§ Exercise:
Please give back an exact reproduction of the lines from the one with "box: [1, 109, 446, 139]" through the end of the entries below, and no others.

§ Dataset entries:
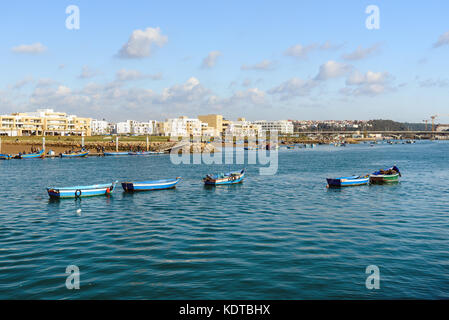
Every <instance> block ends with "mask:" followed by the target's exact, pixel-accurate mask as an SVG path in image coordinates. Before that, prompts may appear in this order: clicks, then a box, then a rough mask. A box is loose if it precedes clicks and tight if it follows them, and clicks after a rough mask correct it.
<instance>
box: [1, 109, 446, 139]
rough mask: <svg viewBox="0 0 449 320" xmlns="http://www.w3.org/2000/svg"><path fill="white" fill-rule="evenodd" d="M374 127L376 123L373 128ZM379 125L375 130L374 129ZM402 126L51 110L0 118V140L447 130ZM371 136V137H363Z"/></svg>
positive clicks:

§ Reply to the task:
box: [1, 109, 446, 139]
rough mask: <svg viewBox="0 0 449 320" xmlns="http://www.w3.org/2000/svg"><path fill="white" fill-rule="evenodd" d="M374 127L376 123L373 128ZM379 125L375 130L374 129ZM402 126L51 110L0 118V140L447 130ZM371 136V137H363Z"/></svg>
positive clicks:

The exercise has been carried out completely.